- Source extract:
== == ==

Interesting perspective on the changes in national newspapers, but the last part—about the healthcare bill—could have been dictated by the democratic party.  How can someone lament the loss of analysis and perspective, then write this nonsense.  It was not “the left” that lost the mid-terms—it was the democratic party’s failure to act on behalf of the working people of this country, ignoring Wall Street criminals, refusing to prosecute war crimes and essentially giving immunity to all U.S. -associated people who engaged in torture.  Not to mention the ongoing give-aways to Wall Street and the banks, and the flat-out refusal to create a jobs plan to put 14 million unemployed Americans back to work.  For heaven’s sake, where’s the perspective on the truth in that last section?

== == ==

- Dataset records:
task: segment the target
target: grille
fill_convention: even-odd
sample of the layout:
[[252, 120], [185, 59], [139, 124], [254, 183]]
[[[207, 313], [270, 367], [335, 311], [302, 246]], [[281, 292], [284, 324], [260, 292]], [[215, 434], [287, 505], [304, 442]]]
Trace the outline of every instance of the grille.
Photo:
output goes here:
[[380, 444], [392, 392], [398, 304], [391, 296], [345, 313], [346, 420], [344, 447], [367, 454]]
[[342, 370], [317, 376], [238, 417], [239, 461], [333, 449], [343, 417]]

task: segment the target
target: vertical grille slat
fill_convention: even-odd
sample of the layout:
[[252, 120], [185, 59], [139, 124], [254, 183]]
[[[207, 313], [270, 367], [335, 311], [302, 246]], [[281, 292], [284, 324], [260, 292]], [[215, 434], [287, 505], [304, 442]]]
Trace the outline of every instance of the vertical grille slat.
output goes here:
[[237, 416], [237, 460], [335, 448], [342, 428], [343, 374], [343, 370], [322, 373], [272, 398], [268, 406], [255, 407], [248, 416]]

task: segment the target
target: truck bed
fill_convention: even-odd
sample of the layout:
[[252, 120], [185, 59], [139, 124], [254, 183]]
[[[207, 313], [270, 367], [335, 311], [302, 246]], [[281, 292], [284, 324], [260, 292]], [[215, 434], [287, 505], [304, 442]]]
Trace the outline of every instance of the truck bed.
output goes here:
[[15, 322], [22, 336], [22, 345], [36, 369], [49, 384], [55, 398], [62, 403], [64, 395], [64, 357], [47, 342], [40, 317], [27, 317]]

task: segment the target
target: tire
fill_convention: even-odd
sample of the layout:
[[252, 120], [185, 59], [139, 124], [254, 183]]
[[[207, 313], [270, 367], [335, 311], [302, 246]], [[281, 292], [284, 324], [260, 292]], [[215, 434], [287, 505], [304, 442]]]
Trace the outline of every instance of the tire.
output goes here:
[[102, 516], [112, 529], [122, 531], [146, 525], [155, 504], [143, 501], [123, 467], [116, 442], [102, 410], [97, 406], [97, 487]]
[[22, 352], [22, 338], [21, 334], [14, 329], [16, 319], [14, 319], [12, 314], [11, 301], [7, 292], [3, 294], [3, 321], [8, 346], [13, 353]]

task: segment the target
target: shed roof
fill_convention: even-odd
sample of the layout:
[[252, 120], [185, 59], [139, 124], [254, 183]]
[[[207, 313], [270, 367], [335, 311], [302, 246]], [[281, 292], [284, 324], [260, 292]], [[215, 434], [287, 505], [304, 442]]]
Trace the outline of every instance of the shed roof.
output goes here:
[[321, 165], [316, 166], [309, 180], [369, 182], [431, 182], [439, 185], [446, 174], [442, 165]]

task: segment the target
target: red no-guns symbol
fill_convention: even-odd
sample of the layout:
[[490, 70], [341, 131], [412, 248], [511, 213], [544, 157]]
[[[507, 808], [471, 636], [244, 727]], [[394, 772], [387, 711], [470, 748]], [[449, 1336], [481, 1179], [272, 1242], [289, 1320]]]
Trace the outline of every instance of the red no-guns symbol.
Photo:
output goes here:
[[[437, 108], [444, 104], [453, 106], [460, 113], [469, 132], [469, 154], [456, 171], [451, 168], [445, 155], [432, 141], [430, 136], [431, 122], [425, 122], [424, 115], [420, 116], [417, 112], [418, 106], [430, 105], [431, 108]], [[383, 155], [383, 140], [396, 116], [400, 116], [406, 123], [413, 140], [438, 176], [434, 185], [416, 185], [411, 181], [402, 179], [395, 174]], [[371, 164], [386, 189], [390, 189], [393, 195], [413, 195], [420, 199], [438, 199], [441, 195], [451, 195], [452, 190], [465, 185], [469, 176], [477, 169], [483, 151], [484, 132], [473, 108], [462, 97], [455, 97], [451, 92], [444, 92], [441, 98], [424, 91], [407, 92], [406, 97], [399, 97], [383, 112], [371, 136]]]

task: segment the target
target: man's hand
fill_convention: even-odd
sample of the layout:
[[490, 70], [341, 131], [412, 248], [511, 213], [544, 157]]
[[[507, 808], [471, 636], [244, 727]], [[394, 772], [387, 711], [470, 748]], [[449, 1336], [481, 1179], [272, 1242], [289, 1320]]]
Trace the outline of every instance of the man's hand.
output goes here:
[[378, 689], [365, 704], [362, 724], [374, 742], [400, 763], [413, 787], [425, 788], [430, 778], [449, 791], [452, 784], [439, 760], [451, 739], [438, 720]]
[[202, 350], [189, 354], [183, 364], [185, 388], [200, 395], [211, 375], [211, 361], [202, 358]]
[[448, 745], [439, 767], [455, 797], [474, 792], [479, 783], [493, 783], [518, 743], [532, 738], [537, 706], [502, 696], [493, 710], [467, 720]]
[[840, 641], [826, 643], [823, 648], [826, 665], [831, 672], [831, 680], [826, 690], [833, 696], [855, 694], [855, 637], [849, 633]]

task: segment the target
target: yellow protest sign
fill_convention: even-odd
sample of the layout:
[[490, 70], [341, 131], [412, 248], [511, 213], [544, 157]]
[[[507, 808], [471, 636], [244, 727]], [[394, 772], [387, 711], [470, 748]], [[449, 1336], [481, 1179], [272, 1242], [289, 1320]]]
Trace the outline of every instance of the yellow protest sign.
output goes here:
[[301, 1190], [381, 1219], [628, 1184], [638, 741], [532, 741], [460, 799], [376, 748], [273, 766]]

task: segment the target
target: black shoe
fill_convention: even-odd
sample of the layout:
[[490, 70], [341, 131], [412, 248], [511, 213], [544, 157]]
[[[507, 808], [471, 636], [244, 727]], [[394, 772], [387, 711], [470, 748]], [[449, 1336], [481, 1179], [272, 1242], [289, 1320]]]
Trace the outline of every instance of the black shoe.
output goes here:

== == ==

- What you are asked to do:
Update the newspaper comment from "Interesting perspective on" to "that last section?" by replacing "war crimes" with "human rights abuses".

- Solution:
Interesting perspective on the changes in national newspapers, but the last part—about the healthcare bill—could have been dictated by the democratic party.  How can someone lament the loss of analysis and perspective, then write this nonsense.  It was not “the left” that lost the mid-terms—it was the democratic party’s failure to act on behalf of the working people of this country, ignoring Wall Street criminals, refusing to prosecute human rights abuses and essentially giving immunity to all U.S. -associated people who engaged in torture.  Not to mention the ongoing give-aways to Wall Street and the banks, and the flat-out refusal to create a jobs plan to put 14 million unemployed Americans back to work.  For heaven’s sake, where’s the perspective on the truth in that last section?